Testing for normality
The normality assumption is more important for small sample sizes than for larger sample sizes.
Normal distributions are symmetric, which means they are “even” on both sides of the center. Normal distributions do not have extreme values, or outliers. You can check these two features of a normal distribution with graphs. Earlier, we decided that the energy bar data was “close enough” to normal to go ahead with the assumption of normality. The figure below shows a normal quantile plot for the data, and supports our decision.
You can also perform a formal test for normality using software. The figure below shows results of testing for normality with JMP software. We cannot reject the hypothesis of a normal distribution.
We can go ahead with the assumption that the energy bar data is normally distributed.
What if my data are not from a Normal distribution?
If your sample size is very small, it is hard to test for normality. In this situation, you might need to use your understanding of the measurements. For example, for the energy bar data, the company knows that the underlying distribution of grams of protein is normally distributed. Even for a very small sample, the company would likely go ahead with the t-test and assume normality.
What if you know the underlying measurements are not normally distributed? Or what if your sample size is large and the test for normality is rejected? In this situation, you can use a nonparametric test. Nonparametric analyses do not depend on an assumption that the data values are from a specific distribution. For the one-sample t-test, the one possible nonparametric test is the Wilcoxon Signed Rank test.
Understanding p-values
Using a visual, you can check to see if your test statistic is more extreme than a specified value in the distribution. The figure below shows a t-distribution with 30 degrees of freedom.
Since our test is two-sided and we set α = 0.05, the figure shows that the value of 2.042 “cuts off” 5% of the data in the tails combined.
The next figure shows our results. You can see the test statistic falls above the specified critical value. It is far enough “out in the tail” to reject the hypothesis that the mean is equal to 20.
Putting it all together with Software
You are likely to use software to perform a t-test. The figure below shows results for the 1-sample t-test for the energy bar data from JMP software.
The software shows the null hypothesis value of 20 and the average and standard deviation from the data. The test statistic is 3.07. This matches the calculations above.
The software shows results for a two-sided test and for one-sided tests. We want the two-sided test. Our null hypothesis is that the mean grams of protein is equal to 20. Our alternative hypothesis is that the mean grams of protein is not equal to 20. The software shows a p-value of 0.0046 for the two-sided test. This p-value describes the likelihood of seeing a sample average as extreme as 21.4, or more extreme, when the underlying population mean is actually 20; in other words, the probability of observing a sample mean as different, or even more different from 20, than the mean we observed in our sample. A p-value of 0.0046 means there is about 46 chances out of 10,000. We feel confident in rejecting the null hypothesis that the population mean is equal to 20.

▶ **Data under study**:
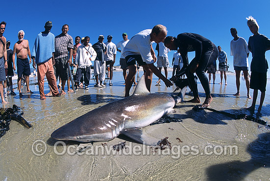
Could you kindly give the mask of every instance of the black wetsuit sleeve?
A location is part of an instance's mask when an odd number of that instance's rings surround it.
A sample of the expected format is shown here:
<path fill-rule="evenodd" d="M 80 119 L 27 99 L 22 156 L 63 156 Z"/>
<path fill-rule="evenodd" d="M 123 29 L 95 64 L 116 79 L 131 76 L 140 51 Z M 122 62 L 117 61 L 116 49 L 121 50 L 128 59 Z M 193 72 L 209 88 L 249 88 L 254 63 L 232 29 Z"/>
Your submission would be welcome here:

▶ **Exercise A**:
In the t-test excerpt, which nonparametric test is named as one possible alternative to the one-sample t-test?
▶ **Exercise B**:
Rewrite the part of the t-test excerpt that opens with the words containing "The next figure" and closes with "the calculations above.", substituting "computed statistic" for "test statistic".
Rely only on the t-test excerpt, not on the lines.

▶ **Problem solution A**:
The Wilcoxon Signed Rank test.

▶ **Problem solution B**:
The next figure shows our results. You can see the computed statistic falls above the specified critical value. It is far enough “out in the tail” to reject the hypothesis that the mean is equal to 20.
Putting it all together with Software
You are likely to use software to perform a t-test. The figure below shows results for the 1-sample t-test for the energy bar data from JMP software.
The software shows the null hypothesis value of 20 and the average and standard deviation from the data. The computed statistic is 3.07. This matches the calculations above.